## Stated goal:
Every entry that follows should be reproduced exactly.

## Excerpted records:

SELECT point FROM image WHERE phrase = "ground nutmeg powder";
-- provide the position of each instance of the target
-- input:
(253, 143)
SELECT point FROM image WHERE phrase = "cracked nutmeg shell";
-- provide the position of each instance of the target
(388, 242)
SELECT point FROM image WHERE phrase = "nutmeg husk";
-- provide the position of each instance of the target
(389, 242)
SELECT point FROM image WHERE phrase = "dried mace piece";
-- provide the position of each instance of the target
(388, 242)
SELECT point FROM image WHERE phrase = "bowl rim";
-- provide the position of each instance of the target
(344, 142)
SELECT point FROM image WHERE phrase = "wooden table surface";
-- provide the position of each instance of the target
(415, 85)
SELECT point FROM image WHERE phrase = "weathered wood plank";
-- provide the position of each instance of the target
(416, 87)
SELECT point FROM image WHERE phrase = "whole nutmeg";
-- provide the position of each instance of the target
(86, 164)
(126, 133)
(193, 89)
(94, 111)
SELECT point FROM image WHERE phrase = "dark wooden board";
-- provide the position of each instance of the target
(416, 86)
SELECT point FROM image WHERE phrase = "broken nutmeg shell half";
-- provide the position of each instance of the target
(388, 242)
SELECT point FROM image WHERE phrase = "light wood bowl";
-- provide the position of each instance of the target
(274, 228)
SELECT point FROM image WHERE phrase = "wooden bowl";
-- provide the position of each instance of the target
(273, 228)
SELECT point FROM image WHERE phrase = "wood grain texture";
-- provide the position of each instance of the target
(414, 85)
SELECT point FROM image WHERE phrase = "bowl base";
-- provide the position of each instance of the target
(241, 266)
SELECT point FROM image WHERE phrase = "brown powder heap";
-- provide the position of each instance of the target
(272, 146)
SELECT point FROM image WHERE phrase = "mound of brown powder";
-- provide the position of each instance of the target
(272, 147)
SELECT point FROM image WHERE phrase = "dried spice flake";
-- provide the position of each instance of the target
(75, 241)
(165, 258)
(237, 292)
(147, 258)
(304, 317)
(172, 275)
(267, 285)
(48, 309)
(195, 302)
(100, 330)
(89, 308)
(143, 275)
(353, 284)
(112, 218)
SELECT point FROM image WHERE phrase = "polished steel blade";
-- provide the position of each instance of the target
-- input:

## Written answer:
SELECT point FROM image WHERE phrase = "ground nutmeg powder";
-- provide the position of each instance of the target
-- input:
(253, 143)
SELECT point FROM image WHERE phrase = "cracked nutmeg shell";
-- provide the position of each instance of the target
(388, 242)
SELECT point FROM image WHERE phrase = "nutmeg husk";
-- provide the position of each instance of the target
(389, 242)
SELECT point FROM image WHERE phrase = "dried mace piece";
-- provide the position of each instance of the target
(388, 242)
SELECT point FROM image WHERE phrase = "bowl rim";
-- provide the position of each instance of the target
(344, 142)
SELECT point FROM image WHERE phrase = "wooden table surface";
-- provide the position of each instance of the target
(415, 85)
SELECT point FROM image WHERE phrase = "weathered wood plank";
-- provide the position of each instance of the target
(416, 87)
SELECT point FROM image WHERE phrase = "whole nutmeg";
-- provide the position of each instance of the target
(86, 164)
(126, 133)
(193, 89)
(94, 111)
SELECT point FROM image WHERE phrase = "dark wooden board";
-- provide the position of each instance of the target
(416, 86)
SELECT point FROM image WHERE phrase = "broken nutmeg shell half";
-- provide the position of each instance of the target
(388, 242)
SELECT point FROM image WHERE phrase = "light wood bowl";
-- provide the position of each instance of the target
(274, 228)
SELECT point FROM image WHERE phrase = "wooden bowl";
-- provide the position of each instance of the target
(273, 228)
SELECT point FROM image WHERE phrase = "wood grain texture";
-- provide the position of each instance of the target
(414, 85)
SELECT point FROM image WHERE phrase = "bowl base";
-- provide the position of each instance of the target
(241, 266)
SELECT point FROM image WHERE phrase = "brown powder heap";
-- provide the position of each instance of the target
(272, 146)
SELECT point FROM image WHERE phrase = "mound of brown powder";
-- provide the position of each instance of the target
(272, 147)
SELECT point FROM image WHERE phrase = "dried spice flake";
-- provide the position of each instance of the target
(75, 241)
(165, 258)
(237, 292)
(147, 258)
(304, 317)
(172, 275)
(267, 285)
(48, 309)
(195, 302)
(100, 330)
(89, 308)
(143, 275)
(353, 284)
(112, 218)
SELECT point FROM image WHERE phrase = "polished steel blade";
-- provide the position of each instance of the target
-- input:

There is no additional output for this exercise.